Required work: Would you copy out each line of the records below that includes the word "with"?

=== Begin Enclosure ===

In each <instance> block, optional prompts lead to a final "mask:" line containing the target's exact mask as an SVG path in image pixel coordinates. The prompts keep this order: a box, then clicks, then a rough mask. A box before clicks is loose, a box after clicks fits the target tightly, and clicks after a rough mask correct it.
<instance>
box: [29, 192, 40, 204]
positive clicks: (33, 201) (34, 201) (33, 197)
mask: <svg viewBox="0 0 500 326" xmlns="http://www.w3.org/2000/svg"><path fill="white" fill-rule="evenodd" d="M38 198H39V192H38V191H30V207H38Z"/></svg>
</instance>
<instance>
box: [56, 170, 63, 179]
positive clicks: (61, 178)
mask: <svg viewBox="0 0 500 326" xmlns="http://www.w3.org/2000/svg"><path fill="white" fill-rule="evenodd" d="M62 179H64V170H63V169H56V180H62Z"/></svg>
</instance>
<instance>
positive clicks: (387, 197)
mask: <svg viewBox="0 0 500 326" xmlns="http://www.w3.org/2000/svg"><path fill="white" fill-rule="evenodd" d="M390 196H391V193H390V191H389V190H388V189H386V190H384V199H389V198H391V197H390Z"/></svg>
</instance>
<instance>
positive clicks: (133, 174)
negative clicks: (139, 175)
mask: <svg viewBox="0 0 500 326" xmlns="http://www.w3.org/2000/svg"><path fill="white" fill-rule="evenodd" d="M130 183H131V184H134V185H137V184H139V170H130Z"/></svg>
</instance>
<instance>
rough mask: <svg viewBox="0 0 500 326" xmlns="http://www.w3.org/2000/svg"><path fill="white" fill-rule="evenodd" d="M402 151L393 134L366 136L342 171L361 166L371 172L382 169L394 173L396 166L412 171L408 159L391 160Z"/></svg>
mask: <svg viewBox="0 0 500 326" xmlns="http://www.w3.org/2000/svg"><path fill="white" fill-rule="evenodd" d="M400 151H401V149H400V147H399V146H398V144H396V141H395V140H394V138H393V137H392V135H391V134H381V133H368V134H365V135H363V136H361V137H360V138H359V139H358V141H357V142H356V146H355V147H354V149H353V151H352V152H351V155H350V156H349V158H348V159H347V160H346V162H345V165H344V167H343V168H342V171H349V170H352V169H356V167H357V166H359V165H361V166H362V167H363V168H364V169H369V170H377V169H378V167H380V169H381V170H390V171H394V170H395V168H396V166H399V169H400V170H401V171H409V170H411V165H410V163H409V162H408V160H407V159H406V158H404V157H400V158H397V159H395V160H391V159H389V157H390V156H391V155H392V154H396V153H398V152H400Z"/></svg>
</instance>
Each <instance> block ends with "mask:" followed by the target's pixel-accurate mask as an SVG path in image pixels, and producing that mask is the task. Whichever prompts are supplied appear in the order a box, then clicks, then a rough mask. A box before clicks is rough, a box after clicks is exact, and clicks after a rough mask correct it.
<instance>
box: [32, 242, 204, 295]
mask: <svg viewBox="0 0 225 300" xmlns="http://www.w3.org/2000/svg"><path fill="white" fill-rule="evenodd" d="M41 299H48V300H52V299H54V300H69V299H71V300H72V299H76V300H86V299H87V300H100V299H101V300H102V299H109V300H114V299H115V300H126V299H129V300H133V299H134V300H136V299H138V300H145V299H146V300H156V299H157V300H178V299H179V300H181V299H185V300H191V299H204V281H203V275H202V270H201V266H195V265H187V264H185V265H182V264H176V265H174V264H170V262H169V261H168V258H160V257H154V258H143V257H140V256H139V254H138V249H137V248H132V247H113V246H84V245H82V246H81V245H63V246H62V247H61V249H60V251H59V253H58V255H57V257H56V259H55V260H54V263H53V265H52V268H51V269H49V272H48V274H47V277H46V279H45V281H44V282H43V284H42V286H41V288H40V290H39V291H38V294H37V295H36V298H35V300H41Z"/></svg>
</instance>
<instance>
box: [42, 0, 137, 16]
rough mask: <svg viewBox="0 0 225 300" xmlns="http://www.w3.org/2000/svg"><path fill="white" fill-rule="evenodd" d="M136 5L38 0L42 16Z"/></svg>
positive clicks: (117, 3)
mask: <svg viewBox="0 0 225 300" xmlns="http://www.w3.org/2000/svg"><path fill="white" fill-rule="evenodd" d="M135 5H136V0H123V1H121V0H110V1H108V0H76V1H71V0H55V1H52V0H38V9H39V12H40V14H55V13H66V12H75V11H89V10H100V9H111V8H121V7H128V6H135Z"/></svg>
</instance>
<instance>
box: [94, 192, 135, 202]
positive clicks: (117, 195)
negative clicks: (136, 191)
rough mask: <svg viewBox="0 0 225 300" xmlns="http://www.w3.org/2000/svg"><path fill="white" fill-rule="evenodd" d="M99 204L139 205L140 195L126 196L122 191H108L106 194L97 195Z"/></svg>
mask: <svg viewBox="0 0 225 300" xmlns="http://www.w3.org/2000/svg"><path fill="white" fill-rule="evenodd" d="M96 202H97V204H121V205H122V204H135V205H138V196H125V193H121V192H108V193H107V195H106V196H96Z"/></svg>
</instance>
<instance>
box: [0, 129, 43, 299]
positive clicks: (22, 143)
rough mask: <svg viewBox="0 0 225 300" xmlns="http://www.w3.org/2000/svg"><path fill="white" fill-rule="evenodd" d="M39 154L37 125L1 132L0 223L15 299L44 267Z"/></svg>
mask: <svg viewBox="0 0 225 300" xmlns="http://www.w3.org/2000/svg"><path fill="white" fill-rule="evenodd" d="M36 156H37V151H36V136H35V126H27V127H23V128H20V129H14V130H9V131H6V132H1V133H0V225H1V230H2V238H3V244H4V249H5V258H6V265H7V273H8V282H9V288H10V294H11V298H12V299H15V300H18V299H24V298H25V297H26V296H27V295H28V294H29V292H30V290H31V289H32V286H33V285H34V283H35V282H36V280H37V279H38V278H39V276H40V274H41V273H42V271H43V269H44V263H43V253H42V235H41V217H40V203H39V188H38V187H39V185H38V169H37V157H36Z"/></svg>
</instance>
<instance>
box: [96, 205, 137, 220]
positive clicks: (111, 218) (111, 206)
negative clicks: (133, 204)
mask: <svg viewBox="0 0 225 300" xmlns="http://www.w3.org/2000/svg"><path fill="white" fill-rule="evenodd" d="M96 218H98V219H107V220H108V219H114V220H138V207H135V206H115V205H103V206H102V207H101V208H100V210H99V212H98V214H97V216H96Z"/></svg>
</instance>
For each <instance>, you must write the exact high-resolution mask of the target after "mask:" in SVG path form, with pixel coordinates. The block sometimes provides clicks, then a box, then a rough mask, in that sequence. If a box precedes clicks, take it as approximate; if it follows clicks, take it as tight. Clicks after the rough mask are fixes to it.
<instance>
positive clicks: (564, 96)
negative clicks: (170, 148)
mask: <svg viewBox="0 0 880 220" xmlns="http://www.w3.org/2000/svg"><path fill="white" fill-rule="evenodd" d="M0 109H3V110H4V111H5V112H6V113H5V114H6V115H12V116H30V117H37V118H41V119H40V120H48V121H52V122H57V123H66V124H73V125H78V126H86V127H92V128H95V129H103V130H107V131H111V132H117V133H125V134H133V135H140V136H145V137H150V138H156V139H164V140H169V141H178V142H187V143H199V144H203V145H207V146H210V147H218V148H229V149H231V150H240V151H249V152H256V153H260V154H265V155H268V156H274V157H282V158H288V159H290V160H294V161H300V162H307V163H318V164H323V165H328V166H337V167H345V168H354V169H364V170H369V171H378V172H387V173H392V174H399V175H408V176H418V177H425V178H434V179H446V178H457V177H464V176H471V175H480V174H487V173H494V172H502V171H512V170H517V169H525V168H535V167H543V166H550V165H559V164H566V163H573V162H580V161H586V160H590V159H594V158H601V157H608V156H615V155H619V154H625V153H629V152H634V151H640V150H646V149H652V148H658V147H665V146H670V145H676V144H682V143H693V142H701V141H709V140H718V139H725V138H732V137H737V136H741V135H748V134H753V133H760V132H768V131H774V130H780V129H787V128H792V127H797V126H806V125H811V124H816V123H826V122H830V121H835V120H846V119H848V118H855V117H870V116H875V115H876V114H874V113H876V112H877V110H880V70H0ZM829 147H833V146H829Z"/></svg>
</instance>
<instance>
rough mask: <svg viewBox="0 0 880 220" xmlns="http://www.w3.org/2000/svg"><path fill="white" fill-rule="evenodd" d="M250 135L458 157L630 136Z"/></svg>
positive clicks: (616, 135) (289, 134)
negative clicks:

=== End Enclosure ===

Output of the exercise:
Each <instance> block ends with "mask:" followed by the target's pixel-accurate mask as an SVG path in image pixels, and producing that mask is the task. Whichever prompts are supplied appear in the order a box, then clicks, then a rough mask. A box before clicks is rough, a box after clicks is exact, and clicks after a rough mask correct it.
For each <instance>, you must write the exact high-resolution mask of the target after "mask:" in SVG path form, with pixel coordinates. The block sometimes provides clicks, then a box, then a rough mask, in that sequence. If a box precedes clicks, take it as approximate; if it follows clicks, take it as tight. Clicks after the rough mask are fixes to it.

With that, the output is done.